DOCUMENT PASSAGE:
•••••

In the early morning hours of December 1, America learned that another young African American child had been left behind, this time without having ever entered a classroom. Three month old Zoey became an orphan when her father, National Football League Kansas City Chief’s linebacker Jovan Belcher killed the infant’s mother (his girlfriend) topping off this carnage by taking his own life less than an hour later.
Nationally, football fans and even nonfans havoeye remained riveted and been sated with the salacious details of this macabre murder/suicide. Unsurprisingly, Belcher garnered and continues to receive most of the media’s coverage and attention. Sadly, Zoey’s 22 year old mother Kassandra Perkins, a community college student and aspiring educator has far less of the media spotlight and she was the one murdered. Even Belcher’s mother (who was in the home when the murder occurred,) left by her son to deal with the fatal blood bath and death that ensued in his master bedroom, received more media coverage than Zoey’s young mother who was shot nine times by the baby’s daddy with two of the legally owned weapons in his arsenal.

•••••

(Point localization data)
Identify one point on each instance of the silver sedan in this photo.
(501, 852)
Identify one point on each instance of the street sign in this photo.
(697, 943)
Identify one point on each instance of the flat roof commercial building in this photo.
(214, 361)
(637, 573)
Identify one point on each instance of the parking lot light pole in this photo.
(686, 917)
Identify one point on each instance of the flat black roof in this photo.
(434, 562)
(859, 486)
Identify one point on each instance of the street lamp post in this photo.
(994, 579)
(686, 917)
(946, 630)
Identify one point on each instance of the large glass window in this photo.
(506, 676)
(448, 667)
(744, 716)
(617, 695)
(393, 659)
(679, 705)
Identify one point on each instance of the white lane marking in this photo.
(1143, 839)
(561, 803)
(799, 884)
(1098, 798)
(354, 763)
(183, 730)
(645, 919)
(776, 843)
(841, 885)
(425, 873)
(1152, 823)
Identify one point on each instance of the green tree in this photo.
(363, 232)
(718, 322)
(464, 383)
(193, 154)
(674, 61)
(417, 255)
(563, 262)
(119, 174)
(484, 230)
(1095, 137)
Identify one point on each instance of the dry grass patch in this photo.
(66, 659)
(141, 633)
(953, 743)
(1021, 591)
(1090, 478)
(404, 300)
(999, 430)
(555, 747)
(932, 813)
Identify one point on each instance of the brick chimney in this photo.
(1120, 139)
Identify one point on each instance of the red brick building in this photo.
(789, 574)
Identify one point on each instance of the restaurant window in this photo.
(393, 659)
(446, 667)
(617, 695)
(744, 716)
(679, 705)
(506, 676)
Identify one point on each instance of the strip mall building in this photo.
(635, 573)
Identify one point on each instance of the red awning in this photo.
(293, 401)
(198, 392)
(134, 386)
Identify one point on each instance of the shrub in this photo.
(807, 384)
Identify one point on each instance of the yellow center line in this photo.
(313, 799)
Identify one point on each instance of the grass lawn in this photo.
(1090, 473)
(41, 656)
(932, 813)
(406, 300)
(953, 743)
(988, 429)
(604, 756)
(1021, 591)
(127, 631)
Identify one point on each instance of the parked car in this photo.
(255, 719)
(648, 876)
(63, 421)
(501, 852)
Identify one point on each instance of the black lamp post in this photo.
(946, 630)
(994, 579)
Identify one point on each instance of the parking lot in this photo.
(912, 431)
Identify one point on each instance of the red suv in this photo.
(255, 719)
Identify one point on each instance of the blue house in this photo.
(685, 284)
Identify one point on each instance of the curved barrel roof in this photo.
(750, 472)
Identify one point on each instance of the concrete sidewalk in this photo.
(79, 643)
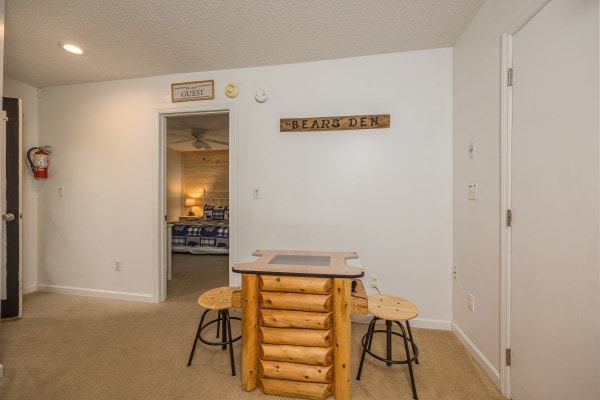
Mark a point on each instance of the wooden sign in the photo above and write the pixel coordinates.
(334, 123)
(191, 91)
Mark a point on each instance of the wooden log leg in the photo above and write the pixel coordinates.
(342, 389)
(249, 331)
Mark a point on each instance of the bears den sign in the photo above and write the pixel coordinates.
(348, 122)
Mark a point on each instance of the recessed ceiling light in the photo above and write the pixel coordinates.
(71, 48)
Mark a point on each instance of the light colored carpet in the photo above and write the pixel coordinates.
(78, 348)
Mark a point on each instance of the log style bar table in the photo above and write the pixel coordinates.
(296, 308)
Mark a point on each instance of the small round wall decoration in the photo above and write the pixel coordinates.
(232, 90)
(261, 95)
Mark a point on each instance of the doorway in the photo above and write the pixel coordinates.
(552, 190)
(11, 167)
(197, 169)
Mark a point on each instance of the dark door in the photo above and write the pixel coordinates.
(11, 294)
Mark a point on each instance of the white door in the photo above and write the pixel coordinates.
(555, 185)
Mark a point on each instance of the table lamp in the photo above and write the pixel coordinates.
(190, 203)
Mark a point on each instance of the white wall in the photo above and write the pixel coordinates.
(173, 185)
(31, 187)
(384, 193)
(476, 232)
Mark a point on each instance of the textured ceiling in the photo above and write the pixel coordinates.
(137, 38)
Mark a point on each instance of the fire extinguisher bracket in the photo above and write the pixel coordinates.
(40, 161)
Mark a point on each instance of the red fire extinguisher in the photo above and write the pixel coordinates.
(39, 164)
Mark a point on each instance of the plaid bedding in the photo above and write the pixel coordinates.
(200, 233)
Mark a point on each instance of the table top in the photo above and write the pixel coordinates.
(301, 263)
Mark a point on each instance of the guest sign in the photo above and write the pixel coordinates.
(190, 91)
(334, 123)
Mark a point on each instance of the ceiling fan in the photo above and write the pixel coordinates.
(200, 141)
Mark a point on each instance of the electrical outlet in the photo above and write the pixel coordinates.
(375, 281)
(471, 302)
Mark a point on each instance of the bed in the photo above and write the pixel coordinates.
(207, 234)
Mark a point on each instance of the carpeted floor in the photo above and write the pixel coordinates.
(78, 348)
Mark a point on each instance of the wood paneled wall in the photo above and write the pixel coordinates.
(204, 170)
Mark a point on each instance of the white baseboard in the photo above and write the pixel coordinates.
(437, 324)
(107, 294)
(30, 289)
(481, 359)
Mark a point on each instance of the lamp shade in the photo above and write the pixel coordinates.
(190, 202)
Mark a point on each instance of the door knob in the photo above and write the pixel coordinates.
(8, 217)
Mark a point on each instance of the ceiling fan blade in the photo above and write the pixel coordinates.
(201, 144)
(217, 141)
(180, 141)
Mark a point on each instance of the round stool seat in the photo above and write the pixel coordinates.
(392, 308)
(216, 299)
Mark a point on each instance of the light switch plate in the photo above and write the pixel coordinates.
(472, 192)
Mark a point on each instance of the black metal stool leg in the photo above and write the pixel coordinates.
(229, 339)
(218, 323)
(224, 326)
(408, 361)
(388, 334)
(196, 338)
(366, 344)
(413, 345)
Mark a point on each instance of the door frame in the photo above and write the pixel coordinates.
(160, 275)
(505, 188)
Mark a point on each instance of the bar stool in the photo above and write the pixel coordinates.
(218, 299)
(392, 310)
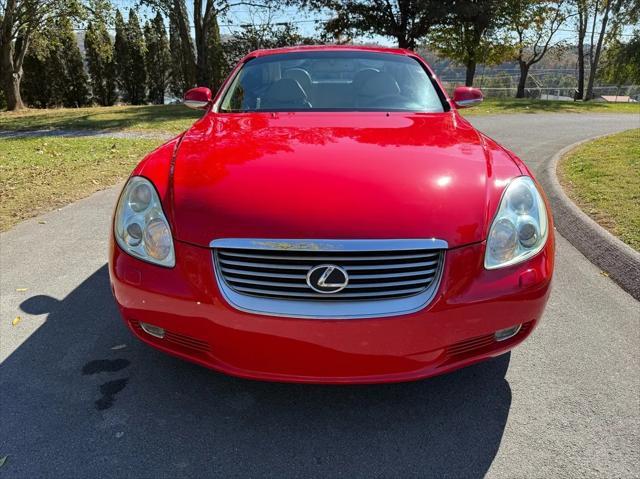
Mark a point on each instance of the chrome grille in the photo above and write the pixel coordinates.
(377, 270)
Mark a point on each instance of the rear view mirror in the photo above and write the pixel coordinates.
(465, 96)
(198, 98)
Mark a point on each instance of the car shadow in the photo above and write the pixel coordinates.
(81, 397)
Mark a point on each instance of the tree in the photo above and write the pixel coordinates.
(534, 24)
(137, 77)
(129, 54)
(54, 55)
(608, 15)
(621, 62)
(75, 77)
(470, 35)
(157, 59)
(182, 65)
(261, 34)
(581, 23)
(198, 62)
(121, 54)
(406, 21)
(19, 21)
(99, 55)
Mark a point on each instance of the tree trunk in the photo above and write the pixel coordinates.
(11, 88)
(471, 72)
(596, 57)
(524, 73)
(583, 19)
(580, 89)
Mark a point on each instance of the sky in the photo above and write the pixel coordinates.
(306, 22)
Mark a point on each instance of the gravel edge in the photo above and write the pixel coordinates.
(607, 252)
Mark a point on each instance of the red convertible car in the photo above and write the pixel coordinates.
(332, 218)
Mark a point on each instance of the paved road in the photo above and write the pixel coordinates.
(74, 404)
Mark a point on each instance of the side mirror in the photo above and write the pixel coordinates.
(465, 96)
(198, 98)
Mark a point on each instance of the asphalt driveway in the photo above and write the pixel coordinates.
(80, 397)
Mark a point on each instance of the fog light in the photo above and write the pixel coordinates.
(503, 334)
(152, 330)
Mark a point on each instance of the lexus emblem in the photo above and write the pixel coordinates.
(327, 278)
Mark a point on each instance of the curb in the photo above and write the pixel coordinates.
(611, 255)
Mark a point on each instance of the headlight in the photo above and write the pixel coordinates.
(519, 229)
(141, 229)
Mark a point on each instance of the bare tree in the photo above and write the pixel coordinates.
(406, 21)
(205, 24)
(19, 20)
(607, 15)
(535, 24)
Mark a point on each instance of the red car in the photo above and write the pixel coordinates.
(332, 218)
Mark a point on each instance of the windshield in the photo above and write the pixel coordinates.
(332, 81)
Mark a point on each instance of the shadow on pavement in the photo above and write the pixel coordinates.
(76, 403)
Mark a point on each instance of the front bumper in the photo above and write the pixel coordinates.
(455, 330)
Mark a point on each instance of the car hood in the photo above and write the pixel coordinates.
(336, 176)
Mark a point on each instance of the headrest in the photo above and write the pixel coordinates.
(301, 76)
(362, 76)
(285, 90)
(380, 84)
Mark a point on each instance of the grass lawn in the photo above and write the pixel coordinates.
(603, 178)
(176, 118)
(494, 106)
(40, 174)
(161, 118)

•••••

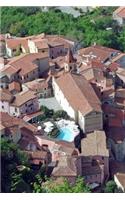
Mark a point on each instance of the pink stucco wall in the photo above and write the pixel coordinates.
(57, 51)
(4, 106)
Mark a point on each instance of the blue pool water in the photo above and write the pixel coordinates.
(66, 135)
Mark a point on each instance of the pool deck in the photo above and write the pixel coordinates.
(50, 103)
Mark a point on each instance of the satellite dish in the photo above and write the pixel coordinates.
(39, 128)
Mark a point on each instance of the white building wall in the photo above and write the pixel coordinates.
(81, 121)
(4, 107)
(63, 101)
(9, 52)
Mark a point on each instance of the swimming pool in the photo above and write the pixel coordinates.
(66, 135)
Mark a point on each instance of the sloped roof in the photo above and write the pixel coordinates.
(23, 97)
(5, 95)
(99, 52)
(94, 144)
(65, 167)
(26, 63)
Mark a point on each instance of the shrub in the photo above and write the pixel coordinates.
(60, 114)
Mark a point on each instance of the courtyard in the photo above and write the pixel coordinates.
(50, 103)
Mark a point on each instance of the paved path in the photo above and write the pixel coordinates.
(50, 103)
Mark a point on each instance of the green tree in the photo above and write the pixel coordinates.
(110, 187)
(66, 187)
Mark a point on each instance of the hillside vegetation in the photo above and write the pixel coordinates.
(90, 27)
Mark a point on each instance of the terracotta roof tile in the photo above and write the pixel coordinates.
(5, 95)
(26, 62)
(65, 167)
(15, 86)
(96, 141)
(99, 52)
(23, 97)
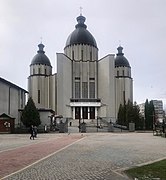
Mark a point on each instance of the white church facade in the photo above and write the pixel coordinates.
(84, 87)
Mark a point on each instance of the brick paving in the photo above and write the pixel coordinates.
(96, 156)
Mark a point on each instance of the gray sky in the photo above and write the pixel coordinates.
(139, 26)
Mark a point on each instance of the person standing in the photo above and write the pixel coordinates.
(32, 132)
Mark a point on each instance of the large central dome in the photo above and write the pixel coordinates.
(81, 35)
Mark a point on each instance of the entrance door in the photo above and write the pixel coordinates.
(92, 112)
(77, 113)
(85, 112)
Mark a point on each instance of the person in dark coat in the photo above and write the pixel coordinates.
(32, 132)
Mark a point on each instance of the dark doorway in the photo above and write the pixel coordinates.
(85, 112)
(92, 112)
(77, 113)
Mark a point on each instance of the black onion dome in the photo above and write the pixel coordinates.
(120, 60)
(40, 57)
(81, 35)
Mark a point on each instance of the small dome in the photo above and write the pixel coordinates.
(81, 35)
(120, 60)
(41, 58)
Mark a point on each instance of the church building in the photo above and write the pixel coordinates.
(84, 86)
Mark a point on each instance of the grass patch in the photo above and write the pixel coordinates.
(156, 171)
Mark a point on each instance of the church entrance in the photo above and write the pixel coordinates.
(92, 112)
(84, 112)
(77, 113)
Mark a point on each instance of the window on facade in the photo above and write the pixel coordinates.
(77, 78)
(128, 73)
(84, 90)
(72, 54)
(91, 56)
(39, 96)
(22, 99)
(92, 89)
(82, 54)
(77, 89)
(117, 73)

•••••

Rewrite the passage on the Belcher murder-suicide from "In the early" to "an hour later.", substituting "school" for "classroom".

THE COMPLETED TASK:
In the early morning hours of December 1, America learned that another young African American child had been left behind, this time without having ever entered a school. Three month old Zoey became an orphan when her father, National Football League Kansas City Chief’s linebacker Jovan Belcher killed the infant’s mother (his girlfriend) topping off this carnage by taking his own life less than an hour later.